**Task statement:**
Convert all of the data below into a JSON list of strings, with one string for each line and blank lines omitted. Leave the pictures out of your answer.

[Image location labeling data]
╔══

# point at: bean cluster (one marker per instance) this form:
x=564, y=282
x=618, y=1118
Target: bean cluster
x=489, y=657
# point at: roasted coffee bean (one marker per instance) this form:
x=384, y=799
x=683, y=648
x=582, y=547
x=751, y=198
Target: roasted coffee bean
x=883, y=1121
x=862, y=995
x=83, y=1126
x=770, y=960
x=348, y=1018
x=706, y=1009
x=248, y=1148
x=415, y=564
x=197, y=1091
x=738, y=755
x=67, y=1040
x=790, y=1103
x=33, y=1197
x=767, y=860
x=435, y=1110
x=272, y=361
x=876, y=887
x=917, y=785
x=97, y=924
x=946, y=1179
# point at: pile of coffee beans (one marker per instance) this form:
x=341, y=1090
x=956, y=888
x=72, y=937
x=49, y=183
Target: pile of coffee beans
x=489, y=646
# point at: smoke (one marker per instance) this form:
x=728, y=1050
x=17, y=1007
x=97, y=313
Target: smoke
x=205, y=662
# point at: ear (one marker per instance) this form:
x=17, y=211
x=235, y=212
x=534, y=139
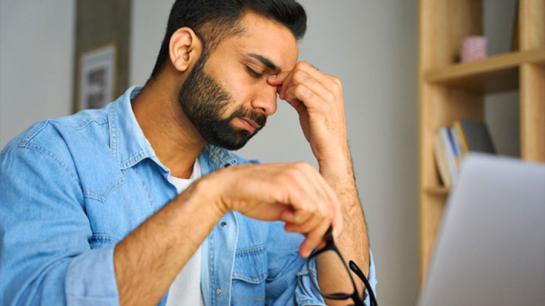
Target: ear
x=184, y=49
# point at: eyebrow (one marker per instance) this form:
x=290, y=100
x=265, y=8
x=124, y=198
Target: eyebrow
x=265, y=61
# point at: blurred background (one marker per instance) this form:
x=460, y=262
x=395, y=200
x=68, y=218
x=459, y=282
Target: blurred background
x=372, y=46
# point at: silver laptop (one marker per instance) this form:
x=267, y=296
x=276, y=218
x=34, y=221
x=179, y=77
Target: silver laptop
x=491, y=248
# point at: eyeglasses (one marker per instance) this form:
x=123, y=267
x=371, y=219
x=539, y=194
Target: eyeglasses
x=330, y=253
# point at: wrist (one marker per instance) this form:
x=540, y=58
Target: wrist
x=210, y=190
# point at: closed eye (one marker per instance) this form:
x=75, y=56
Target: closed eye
x=253, y=73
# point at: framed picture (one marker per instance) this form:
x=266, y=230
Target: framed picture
x=97, y=77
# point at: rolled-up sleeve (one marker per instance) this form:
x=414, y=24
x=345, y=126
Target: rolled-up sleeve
x=45, y=255
x=289, y=281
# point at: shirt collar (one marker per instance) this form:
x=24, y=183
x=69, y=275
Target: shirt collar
x=130, y=146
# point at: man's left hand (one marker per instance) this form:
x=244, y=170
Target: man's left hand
x=318, y=99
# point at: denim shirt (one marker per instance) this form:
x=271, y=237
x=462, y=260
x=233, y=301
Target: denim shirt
x=73, y=187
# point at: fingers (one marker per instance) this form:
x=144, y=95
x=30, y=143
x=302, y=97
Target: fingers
x=321, y=84
x=313, y=218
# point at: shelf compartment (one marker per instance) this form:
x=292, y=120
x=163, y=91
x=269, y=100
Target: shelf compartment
x=498, y=73
x=437, y=191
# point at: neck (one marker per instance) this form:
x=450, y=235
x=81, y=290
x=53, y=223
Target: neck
x=172, y=136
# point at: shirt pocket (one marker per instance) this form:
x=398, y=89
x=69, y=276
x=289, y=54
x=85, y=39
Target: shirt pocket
x=249, y=275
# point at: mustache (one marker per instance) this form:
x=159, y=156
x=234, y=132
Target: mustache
x=257, y=117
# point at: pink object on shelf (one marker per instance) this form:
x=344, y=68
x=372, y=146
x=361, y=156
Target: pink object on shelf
x=473, y=49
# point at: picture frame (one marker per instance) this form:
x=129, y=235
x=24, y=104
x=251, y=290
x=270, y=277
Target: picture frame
x=97, y=77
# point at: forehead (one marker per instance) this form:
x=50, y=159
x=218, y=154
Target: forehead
x=266, y=38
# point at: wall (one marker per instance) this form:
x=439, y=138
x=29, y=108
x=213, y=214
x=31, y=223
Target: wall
x=371, y=46
x=36, y=42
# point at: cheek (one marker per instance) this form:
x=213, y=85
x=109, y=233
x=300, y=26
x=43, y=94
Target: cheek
x=239, y=92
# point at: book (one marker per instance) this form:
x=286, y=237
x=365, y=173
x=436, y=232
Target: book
x=474, y=136
x=445, y=155
x=441, y=161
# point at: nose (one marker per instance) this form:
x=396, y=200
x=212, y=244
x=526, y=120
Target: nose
x=265, y=100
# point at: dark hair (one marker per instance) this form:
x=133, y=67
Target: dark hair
x=214, y=20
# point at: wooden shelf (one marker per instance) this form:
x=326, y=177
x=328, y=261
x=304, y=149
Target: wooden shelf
x=437, y=191
x=495, y=74
x=449, y=92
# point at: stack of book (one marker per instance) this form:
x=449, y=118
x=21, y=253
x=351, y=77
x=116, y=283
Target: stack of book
x=453, y=143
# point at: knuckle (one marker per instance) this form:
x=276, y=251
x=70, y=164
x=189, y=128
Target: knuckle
x=298, y=76
x=303, y=166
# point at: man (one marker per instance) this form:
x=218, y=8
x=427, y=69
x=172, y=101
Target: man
x=140, y=203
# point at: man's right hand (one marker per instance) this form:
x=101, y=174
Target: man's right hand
x=295, y=193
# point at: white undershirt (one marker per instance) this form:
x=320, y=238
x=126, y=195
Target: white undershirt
x=186, y=288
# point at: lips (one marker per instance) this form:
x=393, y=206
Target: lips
x=250, y=123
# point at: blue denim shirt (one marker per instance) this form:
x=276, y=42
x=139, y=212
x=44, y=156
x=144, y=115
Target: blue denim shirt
x=73, y=187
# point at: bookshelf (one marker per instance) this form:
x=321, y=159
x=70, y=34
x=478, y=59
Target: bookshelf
x=449, y=91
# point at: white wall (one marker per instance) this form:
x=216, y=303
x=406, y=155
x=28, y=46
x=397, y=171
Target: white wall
x=371, y=46
x=36, y=43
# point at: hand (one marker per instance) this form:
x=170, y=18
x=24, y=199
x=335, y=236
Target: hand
x=318, y=99
x=294, y=193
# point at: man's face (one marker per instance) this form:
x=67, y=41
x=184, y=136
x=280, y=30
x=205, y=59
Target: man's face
x=226, y=96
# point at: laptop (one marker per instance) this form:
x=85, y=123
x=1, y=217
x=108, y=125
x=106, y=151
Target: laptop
x=491, y=247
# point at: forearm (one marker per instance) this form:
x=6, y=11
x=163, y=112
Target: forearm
x=159, y=248
x=353, y=242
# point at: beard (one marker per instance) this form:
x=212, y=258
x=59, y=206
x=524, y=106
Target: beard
x=204, y=103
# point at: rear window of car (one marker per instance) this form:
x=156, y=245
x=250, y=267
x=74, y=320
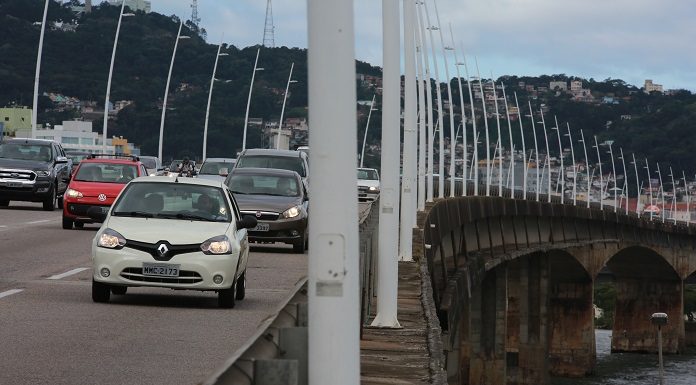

╚══

**Solution for this exercise:**
[
  "# point at: bean cluster (one marker per instance) this form:",
  "x=564, y=282",
  "x=618, y=1118",
  "Target: bean cluster",
  "x=489, y=657",
  "# point at: roasted coffee bean (one marker per instance) this form:",
  "x=384, y=799",
  "x=683, y=648",
  "x=582, y=547",
  "x=751, y=198",
  "Target: roasted coffee bean",
  "x=883, y=1121",
  "x=862, y=995",
  "x=83, y=1126",
  "x=770, y=960",
  "x=348, y=1018",
  "x=706, y=1009",
  "x=248, y=1148",
  "x=415, y=564",
  "x=197, y=1091",
  "x=738, y=755",
  "x=67, y=1040",
  "x=790, y=1103",
  "x=33, y=1197",
  "x=767, y=860",
  "x=435, y=1110",
  "x=272, y=361",
  "x=876, y=887",
  "x=917, y=785",
  "x=97, y=924",
  "x=946, y=1179",
  "# point at: pile of coffee beans (one marker per instance) this form:",
  "x=341, y=1090",
  "x=956, y=888",
  "x=72, y=937",
  "x=49, y=183",
  "Target: pile of coffee beans",
  "x=489, y=646",
  "# point at: smoke (one marker per instance) this form:",
  "x=728, y=1050",
  "x=17, y=1007",
  "x=97, y=313",
  "Target: smoke",
  "x=205, y=662",
  "# point at: ear (one marker per instance) this form:",
  "x=17, y=211",
  "x=235, y=212",
  "x=534, y=139",
  "Target: ear",
  "x=184, y=49",
  "# point at: eyebrow (one marker per instance) this form:",
  "x=290, y=100",
  "x=265, y=8",
  "x=124, y=198",
  "Target: eyebrow",
  "x=265, y=61",
  "# point at: blurred background (one marker per instance) this form:",
  "x=460, y=262",
  "x=395, y=200",
  "x=68, y=218",
  "x=459, y=282",
  "Target: blurred background",
  "x=372, y=46",
  "# point at: silver laptop (one marker per instance) this form:",
  "x=267, y=296",
  "x=276, y=218",
  "x=34, y=221",
  "x=179, y=77",
  "Target: silver laptop",
  "x=491, y=248",
  "# point at: eyeglasses (one marker per instance) this form:",
  "x=123, y=267",
  "x=371, y=219",
  "x=539, y=194",
  "Target: eyeglasses",
  "x=330, y=253",
  "# point at: wrist (one marker per instance) this form:",
  "x=540, y=58",
  "Target: wrist",
  "x=210, y=190",
  "# point at: closed eye (one marker per instance) this form:",
  "x=75, y=56",
  "Target: closed eye",
  "x=253, y=73",
  "# point at: framed picture (one marker per instance) this form:",
  "x=266, y=230",
  "Target: framed picture",
  "x=97, y=77",
  "# point at: rolled-up sleeve (one marker per instance) this form:",
  "x=414, y=24",
  "x=345, y=126",
  "Target: rolled-up sleeve",
  "x=45, y=255",
  "x=289, y=281",
  "# point at: shirt collar (one marker per instance) this form:",
  "x=24, y=183",
  "x=69, y=275",
  "Target: shirt collar",
  "x=130, y=146",
  "# point at: man's left hand (one marker per instance) this form:",
  "x=244, y=170",
  "Target: man's left hand",
  "x=318, y=99",
  "# point at: denim shirt (one marker per instance) this form:",
  "x=271, y=237",
  "x=462, y=260",
  "x=233, y=301",
  "Target: denim shirt",
  "x=73, y=187",
  "# point at: fingers (one marker per instance) this form:",
  "x=144, y=95",
  "x=30, y=143",
  "x=302, y=97",
  "Target: fingers",
  "x=321, y=84",
  "x=313, y=218",
  "# point at: shelf compartment (one marker per instance) this form:",
  "x=292, y=120",
  "x=163, y=91",
  "x=269, y=100",
  "Target: shelf compartment",
  "x=498, y=73",
  "x=437, y=191",
  "# point at: neck (one marker per instance) this form:",
  "x=450, y=235",
  "x=81, y=290",
  "x=53, y=223",
  "Target: neck",
  "x=172, y=136",
  "# point at: shirt pocket (one marker per instance) this form:",
  "x=398, y=89",
  "x=69, y=276",
  "x=289, y=54",
  "x=85, y=39",
  "Target: shirt pocket",
  "x=249, y=275",
  "# point at: mustache (one marker per instance) this form:",
  "x=159, y=156",
  "x=234, y=132",
  "Target: mustache",
  "x=257, y=117",
  "# point at: pink object on shelf (one marker per instance) this form:",
  "x=344, y=68",
  "x=372, y=146",
  "x=361, y=156",
  "Target: pink object on shelf",
  "x=473, y=49",
  "# point at: picture frame (one marker per instance) this form:",
  "x=129, y=235",
  "x=24, y=104",
  "x=251, y=290",
  "x=270, y=277",
  "Target: picture frame",
  "x=97, y=77",
  "# point at: forehead (one marker per instance) this form:",
  "x=50, y=159",
  "x=218, y=154",
  "Target: forehead",
  "x=266, y=38",
  "# point at: wall (one marker per instance) this form:",
  "x=439, y=138",
  "x=29, y=108",
  "x=213, y=214",
  "x=31, y=223",
  "Target: wall",
  "x=371, y=46",
  "x=36, y=42",
  "# point at: cheek (one marker per instance) this form:",
  "x=213, y=85",
  "x=109, y=233",
  "x=300, y=26",
  "x=43, y=94",
  "Target: cheek",
  "x=239, y=92",
  "# point at: book (one marker per instance) this form:",
  "x=286, y=237",
  "x=365, y=173",
  "x=436, y=232",
  "Target: book",
  "x=474, y=136",
  "x=445, y=155",
  "x=441, y=161",
  "# point at: nose (one marker per instance) this form:",
  "x=396, y=200",
  "x=212, y=244",
  "x=526, y=120",
  "Target: nose",
  "x=265, y=100",
  "# point at: dark hair (one marker per instance) this form:",
  "x=133, y=67",
  "Target: dark hair",
  "x=214, y=20",
  "# point at: wooden shelf (one marker per instance) this form:",
  "x=326, y=177",
  "x=328, y=261",
  "x=304, y=149",
  "Target: wooden shelf",
  "x=437, y=191",
  "x=495, y=74",
  "x=449, y=92",
  "# point at: stack of book (one marker per instance) this form:",
  "x=449, y=118",
  "x=21, y=253",
  "x=351, y=77",
  "x=116, y=283",
  "Target: stack of book",
  "x=453, y=143",
  "# point at: knuckle (one marker per instance) this form:",
  "x=276, y=251",
  "x=70, y=164",
  "x=189, y=128",
  "Target: knuckle",
  "x=298, y=76",
  "x=303, y=166",
  "# point at: man (one marker per instance) this form:",
  "x=218, y=8",
  "x=427, y=69",
  "x=172, y=101",
  "Target: man",
  "x=140, y=203",
  "# point at: man's right hand (one marker per instance) this form:",
  "x=101, y=174",
  "Target: man's right hand",
  "x=295, y=193",
  "# point at: white undershirt (one marker per instance) this form:",
  "x=320, y=238",
  "x=126, y=195",
  "Target: white undershirt",
  "x=186, y=288",
  "# point at: lips (one marker per instance) this form:",
  "x=393, y=206",
  "Target: lips",
  "x=250, y=123",
  "# point at: blue denim shirt (one marker per instance) this form:",
  "x=276, y=42",
  "x=139, y=212",
  "x=44, y=156",
  "x=144, y=115",
  "Target: blue denim shirt",
  "x=73, y=187",
  "# point at: bookshelf (one marker per instance) this form:",
  "x=321, y=159",
  "x=70, y=34",
  "x=478, y=59",
  "Target: bookshelf",
  "x=449, y=91",
  "# point at: white wall (one marker per instance) this form:",
  "x=216, y=303",
  "x=406, y=155",
  "x=28, y=46",
  "x=397, y=171",
  "Target: white wall",
  "x=371, y=46",
  "x=36, y=43",
  "# point at: hand (one marker per instance) this form:",
  "x=170, y=18",
  "x=24, y=199",
  "x=335, y=236",
  "Target: hand",
  "x=318, y=99",
  "x=294, y=193",
  "# point at: man's face (one marker per instance) this form:",
  "x=67, y=41",
  "x=184, y=136",
  "x=280, y=30",
  "x=205, y=59",
  "Target: man's face",
  "x=226, y=96",
  "# point at: laptop (one marker per instance) this form:",
  "x=85, y=123",
  "x=1, y=217",
  "x=108, y=125",
  "x=106, y=151",
  "Target: laptop",
  "x=491, y=247",
  "# point at: forearm (one marker per instance) this form:",
  "x=6, y=11",
  "x=163, y=112",
  "Target: forearm",
  "x=159, y=248",
  "x=353, y=242",
  "# point at: beard (one marker per instance) this form:",
  "x=212, y=258",
  "x=59, y=206",
  "x=524, y=106",
  "Target: beard",
  "x=204, y=103",
  "# point at: rear window of car (one marker per instance) this form:",
  "x=156, y=245",
  "x=250, y=267",
  "x=74, y=320"
]